(SOURCE RECORDS):
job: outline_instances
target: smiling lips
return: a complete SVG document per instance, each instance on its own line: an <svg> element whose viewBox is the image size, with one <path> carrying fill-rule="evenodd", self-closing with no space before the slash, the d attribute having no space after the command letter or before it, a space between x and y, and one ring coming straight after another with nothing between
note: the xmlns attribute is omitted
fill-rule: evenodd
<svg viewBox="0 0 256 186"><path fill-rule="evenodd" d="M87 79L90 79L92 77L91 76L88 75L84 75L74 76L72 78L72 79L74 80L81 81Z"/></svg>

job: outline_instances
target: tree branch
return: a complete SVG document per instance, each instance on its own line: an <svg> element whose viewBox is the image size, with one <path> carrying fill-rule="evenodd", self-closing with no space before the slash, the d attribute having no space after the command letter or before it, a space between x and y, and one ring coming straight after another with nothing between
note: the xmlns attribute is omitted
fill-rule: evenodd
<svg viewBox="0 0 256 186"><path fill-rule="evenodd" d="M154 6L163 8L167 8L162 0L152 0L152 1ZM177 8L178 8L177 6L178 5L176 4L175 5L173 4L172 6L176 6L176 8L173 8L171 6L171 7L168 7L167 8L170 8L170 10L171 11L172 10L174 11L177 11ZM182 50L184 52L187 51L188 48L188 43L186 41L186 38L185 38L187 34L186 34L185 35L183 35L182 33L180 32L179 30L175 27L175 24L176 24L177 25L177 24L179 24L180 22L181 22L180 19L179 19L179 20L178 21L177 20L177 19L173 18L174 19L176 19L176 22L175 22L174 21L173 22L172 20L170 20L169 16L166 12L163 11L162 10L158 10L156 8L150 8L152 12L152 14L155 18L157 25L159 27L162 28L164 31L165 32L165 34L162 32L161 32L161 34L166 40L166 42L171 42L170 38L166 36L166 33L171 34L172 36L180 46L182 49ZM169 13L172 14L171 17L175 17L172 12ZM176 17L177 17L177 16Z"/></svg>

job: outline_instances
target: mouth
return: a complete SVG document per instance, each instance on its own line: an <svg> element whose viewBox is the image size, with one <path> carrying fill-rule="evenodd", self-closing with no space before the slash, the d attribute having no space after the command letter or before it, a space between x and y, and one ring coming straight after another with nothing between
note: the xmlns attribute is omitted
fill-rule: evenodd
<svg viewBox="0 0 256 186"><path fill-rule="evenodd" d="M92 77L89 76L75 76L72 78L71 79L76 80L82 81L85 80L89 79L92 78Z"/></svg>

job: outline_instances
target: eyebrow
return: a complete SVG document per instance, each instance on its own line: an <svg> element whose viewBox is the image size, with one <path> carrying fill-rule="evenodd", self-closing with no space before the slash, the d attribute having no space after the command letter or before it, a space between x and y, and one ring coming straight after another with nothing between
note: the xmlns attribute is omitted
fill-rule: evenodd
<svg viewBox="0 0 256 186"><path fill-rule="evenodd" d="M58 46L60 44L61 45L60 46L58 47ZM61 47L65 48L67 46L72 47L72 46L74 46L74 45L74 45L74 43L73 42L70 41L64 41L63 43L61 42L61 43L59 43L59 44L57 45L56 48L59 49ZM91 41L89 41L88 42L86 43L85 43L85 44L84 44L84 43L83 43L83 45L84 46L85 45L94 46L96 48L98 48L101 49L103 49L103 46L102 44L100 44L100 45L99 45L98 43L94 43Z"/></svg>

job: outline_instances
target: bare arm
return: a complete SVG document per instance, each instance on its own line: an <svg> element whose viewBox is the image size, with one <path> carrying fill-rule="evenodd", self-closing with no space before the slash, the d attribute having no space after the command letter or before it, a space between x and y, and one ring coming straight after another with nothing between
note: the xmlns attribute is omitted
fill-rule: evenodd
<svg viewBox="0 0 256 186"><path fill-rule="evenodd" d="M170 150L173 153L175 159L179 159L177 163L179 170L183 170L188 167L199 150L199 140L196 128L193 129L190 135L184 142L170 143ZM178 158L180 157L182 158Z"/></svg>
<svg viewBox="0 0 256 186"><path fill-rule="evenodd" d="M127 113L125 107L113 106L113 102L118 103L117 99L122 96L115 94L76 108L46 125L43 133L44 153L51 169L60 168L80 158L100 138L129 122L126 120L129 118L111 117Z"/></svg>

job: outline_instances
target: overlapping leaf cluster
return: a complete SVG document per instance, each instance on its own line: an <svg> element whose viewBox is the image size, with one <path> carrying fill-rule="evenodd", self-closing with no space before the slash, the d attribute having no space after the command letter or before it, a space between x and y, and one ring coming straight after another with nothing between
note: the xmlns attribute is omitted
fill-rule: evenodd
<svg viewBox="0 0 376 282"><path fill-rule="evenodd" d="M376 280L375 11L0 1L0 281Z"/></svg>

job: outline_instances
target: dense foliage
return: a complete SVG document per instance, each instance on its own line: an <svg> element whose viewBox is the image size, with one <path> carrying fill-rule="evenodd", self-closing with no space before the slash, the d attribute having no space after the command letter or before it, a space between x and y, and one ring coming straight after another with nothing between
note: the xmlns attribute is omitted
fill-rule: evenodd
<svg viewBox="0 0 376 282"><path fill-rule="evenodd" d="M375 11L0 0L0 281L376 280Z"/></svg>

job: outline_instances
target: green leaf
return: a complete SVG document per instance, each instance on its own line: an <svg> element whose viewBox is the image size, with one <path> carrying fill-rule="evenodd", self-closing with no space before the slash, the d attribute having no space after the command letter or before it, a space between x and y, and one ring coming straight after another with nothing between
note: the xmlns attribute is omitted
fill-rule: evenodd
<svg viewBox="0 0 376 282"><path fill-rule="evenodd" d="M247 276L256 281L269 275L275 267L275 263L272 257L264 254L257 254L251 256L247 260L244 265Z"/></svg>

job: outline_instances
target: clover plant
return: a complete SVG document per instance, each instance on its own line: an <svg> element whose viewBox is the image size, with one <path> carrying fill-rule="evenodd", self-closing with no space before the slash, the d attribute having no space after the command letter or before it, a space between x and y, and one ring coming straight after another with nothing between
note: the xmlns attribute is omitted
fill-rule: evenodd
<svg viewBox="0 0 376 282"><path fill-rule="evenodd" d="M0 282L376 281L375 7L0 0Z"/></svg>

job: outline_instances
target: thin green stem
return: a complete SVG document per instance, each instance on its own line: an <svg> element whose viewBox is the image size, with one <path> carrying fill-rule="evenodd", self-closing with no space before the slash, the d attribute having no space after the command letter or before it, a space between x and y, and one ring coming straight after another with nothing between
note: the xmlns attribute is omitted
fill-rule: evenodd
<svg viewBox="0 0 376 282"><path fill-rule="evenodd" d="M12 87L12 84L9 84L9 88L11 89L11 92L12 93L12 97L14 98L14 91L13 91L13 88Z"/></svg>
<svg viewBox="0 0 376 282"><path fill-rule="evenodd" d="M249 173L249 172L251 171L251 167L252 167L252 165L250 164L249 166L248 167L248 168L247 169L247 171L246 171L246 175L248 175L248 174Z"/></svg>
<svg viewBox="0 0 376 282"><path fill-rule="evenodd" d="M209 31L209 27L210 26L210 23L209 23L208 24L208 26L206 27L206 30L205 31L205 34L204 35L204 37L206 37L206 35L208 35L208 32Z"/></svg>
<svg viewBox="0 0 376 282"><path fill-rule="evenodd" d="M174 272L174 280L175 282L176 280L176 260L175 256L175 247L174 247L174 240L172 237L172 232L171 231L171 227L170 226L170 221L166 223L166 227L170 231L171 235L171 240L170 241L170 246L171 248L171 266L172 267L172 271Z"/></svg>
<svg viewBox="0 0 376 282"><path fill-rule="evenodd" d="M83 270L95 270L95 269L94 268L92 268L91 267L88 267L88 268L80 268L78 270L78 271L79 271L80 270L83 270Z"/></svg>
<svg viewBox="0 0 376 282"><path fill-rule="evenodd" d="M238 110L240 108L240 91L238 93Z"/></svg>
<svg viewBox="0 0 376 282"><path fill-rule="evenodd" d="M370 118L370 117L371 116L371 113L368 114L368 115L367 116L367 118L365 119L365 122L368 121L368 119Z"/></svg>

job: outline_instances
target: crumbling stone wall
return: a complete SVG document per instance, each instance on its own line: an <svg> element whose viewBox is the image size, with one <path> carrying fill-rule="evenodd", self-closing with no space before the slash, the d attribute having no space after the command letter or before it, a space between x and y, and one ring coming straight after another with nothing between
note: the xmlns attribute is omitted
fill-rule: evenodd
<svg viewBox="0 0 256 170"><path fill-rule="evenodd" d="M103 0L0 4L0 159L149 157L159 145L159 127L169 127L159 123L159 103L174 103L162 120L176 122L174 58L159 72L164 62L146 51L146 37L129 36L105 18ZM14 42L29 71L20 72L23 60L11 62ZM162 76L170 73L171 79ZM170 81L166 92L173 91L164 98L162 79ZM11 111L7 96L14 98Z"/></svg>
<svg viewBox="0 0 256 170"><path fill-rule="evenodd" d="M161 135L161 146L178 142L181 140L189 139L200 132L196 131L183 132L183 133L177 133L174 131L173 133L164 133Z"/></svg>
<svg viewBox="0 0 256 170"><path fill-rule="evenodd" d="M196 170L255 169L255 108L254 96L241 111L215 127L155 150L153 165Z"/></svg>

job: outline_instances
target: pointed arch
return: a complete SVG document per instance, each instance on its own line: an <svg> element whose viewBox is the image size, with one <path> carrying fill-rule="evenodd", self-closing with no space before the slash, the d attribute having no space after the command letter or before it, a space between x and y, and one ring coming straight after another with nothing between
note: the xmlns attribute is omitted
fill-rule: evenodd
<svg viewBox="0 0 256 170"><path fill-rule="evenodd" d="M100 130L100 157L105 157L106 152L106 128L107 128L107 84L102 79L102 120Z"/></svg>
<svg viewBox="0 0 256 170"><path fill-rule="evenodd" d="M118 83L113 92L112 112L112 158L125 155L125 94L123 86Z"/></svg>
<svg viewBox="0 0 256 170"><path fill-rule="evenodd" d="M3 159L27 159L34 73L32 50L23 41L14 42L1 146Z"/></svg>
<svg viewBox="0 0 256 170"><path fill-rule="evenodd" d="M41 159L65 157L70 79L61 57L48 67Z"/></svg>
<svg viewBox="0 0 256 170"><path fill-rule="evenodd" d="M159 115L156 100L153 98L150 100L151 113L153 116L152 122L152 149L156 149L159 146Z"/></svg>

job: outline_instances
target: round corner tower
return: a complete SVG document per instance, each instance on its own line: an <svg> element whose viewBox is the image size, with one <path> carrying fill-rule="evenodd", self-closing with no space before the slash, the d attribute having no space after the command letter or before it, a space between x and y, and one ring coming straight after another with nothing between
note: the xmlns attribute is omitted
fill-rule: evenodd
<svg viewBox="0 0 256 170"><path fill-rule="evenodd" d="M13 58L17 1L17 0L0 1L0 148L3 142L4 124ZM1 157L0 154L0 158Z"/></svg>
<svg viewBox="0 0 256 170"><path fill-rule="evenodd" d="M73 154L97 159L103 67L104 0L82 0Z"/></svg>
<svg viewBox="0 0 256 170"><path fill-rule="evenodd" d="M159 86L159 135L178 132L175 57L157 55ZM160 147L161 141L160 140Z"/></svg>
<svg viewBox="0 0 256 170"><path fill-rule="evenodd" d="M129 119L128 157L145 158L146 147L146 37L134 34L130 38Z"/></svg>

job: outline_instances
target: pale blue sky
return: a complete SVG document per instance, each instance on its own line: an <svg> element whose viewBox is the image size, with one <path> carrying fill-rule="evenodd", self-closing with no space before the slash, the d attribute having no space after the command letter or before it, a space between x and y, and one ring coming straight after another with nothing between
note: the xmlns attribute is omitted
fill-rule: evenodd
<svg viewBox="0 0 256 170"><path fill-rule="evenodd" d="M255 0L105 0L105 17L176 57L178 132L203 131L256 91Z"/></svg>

(TASK REQUIREMENTS): Select each line in the rows above that contains the word "leaf", and copy those lines out.

(THE COMPLETED TASK):
target: overlapping leaf cluster
target: green leaf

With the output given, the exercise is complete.